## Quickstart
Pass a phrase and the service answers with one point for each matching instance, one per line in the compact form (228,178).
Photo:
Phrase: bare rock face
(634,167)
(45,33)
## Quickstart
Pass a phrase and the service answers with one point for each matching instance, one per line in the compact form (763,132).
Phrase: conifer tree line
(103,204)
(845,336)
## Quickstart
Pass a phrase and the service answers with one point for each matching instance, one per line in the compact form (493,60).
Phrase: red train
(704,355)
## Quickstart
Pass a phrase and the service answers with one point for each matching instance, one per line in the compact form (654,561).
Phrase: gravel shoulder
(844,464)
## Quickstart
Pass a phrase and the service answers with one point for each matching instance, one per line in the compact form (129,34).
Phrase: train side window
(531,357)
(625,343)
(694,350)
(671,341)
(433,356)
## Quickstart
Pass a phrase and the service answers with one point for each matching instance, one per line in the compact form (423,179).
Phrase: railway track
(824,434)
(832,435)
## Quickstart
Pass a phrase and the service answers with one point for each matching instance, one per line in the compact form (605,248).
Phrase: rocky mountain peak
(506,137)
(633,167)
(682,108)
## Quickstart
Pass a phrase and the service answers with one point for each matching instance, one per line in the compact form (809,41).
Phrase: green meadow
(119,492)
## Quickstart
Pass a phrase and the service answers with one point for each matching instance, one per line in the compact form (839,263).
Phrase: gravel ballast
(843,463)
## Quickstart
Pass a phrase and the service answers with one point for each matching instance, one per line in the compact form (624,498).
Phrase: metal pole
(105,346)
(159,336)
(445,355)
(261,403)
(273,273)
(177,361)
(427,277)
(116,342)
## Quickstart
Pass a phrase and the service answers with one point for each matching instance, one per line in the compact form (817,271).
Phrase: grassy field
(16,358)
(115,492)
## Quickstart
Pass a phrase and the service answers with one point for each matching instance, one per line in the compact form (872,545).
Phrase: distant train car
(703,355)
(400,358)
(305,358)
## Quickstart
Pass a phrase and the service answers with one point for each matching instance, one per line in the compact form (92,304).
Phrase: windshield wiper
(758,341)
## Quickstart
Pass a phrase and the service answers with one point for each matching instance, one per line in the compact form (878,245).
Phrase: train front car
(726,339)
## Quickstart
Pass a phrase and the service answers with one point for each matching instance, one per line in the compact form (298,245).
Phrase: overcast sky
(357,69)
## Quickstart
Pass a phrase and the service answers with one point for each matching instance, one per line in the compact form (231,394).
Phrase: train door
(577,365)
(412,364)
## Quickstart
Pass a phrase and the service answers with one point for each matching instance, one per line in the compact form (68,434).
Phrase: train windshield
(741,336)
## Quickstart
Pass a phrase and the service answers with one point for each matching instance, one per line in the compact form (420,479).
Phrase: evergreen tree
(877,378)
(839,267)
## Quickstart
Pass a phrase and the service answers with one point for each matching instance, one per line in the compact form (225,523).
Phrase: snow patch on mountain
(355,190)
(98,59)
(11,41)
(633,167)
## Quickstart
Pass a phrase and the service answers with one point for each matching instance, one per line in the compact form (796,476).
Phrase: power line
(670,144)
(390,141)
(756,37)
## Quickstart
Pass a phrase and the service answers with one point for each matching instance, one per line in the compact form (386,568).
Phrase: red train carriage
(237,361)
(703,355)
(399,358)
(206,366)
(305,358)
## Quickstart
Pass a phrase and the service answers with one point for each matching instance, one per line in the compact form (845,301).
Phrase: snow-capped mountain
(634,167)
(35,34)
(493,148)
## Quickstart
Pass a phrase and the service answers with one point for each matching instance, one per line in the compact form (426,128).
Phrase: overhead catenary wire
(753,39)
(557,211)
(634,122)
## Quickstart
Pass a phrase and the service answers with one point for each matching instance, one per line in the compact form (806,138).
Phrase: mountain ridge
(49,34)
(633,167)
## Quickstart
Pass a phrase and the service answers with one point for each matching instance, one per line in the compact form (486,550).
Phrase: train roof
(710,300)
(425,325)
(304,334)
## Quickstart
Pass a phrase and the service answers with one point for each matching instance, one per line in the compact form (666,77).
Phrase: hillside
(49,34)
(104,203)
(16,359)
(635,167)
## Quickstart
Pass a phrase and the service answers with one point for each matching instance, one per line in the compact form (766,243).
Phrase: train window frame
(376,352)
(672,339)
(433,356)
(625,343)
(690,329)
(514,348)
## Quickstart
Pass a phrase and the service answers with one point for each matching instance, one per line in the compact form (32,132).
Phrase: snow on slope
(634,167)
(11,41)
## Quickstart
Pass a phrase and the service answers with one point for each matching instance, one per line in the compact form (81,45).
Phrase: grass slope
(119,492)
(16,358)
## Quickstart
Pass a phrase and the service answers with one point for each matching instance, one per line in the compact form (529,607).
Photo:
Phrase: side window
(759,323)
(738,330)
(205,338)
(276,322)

:::::

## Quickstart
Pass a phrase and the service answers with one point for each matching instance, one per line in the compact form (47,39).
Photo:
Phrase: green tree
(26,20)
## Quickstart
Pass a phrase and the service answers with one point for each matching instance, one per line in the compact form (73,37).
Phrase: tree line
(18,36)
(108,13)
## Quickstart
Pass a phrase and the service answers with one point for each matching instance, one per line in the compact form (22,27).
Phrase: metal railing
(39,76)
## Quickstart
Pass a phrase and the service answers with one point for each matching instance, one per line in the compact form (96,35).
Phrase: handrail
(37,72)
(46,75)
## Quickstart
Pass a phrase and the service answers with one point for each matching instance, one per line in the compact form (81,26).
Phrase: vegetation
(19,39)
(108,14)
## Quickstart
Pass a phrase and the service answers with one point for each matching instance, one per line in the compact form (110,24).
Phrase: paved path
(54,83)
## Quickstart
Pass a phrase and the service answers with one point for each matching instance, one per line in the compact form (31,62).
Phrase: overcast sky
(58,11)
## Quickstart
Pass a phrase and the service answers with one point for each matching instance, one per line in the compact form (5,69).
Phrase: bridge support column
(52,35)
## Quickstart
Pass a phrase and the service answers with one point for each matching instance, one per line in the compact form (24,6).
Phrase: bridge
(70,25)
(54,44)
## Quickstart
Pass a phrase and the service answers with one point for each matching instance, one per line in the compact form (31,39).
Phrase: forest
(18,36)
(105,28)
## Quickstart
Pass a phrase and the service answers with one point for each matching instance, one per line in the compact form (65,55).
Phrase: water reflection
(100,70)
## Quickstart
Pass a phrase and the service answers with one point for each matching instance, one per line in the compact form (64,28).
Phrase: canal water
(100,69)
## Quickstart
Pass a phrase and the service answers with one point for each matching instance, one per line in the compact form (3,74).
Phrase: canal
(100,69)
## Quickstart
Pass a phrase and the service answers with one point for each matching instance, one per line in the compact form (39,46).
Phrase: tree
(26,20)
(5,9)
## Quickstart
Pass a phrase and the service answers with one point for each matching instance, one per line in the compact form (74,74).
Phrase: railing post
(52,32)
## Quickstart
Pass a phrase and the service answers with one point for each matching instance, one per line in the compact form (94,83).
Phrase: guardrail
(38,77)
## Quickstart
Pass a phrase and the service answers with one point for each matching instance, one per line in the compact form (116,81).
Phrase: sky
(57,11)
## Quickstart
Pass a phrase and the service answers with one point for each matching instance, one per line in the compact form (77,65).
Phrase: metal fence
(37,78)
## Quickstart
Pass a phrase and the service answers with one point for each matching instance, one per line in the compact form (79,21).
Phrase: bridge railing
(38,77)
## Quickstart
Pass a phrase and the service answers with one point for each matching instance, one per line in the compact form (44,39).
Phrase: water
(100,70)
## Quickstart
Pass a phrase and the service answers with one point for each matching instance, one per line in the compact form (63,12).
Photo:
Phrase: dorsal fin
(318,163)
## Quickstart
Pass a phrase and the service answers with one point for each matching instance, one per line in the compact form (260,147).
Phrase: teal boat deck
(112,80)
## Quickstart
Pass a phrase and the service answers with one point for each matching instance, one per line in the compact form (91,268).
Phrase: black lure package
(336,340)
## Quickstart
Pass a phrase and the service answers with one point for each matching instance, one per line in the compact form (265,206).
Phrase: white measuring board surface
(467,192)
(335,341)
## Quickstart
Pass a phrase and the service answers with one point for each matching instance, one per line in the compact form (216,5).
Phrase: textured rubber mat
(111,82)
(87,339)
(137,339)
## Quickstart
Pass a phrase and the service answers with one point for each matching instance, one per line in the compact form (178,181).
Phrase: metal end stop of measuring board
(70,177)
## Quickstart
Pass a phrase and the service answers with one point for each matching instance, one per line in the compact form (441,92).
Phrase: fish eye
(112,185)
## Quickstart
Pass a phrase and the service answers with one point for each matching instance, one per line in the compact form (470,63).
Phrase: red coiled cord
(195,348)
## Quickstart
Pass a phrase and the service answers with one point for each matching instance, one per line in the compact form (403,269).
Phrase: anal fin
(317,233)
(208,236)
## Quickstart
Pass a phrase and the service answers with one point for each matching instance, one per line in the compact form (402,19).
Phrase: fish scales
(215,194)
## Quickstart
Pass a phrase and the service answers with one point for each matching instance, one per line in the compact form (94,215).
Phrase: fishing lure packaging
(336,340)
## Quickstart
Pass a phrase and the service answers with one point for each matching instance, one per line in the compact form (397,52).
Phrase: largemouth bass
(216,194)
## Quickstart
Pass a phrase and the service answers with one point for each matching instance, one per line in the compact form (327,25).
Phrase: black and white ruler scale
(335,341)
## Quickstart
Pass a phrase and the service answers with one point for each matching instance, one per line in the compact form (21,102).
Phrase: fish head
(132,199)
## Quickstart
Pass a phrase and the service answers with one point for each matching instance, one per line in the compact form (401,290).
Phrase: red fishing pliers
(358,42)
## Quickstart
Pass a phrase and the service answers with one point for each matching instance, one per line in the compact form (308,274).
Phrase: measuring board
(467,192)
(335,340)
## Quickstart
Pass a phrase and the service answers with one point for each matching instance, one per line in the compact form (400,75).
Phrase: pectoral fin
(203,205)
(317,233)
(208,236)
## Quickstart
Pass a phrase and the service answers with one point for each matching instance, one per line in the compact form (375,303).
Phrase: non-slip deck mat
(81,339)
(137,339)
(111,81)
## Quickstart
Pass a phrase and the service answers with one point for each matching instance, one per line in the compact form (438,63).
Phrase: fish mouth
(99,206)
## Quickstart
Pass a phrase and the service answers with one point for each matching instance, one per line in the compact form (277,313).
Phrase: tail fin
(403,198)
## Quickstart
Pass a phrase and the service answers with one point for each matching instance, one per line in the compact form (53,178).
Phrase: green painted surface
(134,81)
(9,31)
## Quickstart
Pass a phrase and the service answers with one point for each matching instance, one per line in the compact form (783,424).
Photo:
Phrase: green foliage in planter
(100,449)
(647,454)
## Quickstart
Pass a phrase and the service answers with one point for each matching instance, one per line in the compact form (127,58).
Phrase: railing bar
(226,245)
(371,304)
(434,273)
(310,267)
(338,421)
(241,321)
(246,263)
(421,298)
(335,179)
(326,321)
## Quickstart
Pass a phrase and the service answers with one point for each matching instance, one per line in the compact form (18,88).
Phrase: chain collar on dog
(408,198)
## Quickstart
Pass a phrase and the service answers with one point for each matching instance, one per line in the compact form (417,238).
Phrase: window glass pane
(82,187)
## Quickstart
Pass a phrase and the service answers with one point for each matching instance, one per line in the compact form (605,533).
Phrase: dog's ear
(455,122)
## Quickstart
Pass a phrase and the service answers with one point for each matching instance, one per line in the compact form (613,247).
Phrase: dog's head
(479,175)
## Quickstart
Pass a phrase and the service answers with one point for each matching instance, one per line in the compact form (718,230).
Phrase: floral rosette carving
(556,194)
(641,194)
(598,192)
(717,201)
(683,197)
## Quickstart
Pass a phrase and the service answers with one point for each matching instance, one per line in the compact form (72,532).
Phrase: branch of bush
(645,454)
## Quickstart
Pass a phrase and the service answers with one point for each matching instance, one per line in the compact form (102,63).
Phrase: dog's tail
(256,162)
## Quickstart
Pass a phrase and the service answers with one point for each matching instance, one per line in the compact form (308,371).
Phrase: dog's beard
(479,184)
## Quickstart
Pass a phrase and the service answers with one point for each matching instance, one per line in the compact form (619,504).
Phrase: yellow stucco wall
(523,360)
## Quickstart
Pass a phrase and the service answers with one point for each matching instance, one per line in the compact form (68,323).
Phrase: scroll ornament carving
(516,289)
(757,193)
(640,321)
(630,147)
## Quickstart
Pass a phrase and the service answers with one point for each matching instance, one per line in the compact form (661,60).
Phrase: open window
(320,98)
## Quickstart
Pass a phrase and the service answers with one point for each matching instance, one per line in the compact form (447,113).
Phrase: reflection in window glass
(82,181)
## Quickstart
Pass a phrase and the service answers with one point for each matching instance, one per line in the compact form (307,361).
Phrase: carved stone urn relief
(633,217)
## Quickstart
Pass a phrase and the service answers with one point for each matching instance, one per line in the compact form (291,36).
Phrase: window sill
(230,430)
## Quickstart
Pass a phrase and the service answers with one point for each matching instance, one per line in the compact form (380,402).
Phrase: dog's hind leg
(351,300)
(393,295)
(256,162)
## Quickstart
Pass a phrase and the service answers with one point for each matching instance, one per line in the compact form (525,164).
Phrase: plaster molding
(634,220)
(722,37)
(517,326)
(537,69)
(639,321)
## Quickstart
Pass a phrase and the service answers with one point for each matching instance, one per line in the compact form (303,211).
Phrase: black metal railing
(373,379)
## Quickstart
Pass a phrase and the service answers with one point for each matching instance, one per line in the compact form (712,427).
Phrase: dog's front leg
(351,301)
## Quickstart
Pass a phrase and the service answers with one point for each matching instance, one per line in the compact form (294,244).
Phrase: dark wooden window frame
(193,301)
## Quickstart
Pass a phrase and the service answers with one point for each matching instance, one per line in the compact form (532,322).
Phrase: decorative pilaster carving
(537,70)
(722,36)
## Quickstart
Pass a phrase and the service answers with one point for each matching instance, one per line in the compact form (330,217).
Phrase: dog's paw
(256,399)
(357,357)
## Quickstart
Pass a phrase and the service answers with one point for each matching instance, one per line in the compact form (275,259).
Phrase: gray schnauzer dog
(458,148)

:::::

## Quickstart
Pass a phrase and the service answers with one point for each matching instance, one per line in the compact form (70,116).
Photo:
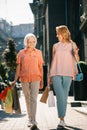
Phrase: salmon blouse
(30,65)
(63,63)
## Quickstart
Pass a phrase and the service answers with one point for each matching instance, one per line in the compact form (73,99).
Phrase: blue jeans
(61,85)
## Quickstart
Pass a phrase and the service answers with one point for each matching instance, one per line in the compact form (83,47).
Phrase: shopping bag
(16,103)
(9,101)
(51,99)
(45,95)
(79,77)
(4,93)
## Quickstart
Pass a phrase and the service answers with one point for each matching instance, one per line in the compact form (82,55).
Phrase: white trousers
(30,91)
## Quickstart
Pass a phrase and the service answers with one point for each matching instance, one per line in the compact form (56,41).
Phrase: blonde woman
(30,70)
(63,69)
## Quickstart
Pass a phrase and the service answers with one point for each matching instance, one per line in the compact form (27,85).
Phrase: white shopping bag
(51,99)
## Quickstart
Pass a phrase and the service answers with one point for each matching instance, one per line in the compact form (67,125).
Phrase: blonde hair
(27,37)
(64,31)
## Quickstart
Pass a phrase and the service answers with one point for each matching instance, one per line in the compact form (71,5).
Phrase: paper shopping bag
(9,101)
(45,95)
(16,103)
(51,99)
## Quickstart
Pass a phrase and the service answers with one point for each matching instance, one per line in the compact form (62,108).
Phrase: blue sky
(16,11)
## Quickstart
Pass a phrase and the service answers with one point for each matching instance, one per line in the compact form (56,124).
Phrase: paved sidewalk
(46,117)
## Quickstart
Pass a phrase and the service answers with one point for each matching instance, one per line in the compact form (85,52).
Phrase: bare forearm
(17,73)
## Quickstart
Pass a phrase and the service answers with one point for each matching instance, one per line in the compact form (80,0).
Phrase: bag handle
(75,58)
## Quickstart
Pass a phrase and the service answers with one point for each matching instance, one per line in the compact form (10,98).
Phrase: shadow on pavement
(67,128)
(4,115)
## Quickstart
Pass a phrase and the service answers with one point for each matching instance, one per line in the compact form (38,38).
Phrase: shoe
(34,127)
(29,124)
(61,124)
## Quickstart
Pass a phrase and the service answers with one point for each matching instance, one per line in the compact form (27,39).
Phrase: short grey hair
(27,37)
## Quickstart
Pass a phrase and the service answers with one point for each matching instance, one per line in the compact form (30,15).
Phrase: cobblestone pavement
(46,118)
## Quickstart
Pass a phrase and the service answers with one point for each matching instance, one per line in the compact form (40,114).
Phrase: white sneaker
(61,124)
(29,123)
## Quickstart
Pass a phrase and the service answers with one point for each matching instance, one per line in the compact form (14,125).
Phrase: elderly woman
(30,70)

:::::

▸ **Exercise**:
Find every line in the records above that contains the string "snow", and copy each of those lines.

▸ **Full solution**:
Phrase: snow patch on mountain
Phrase: snow-capped mountain
Phrase: snow on slope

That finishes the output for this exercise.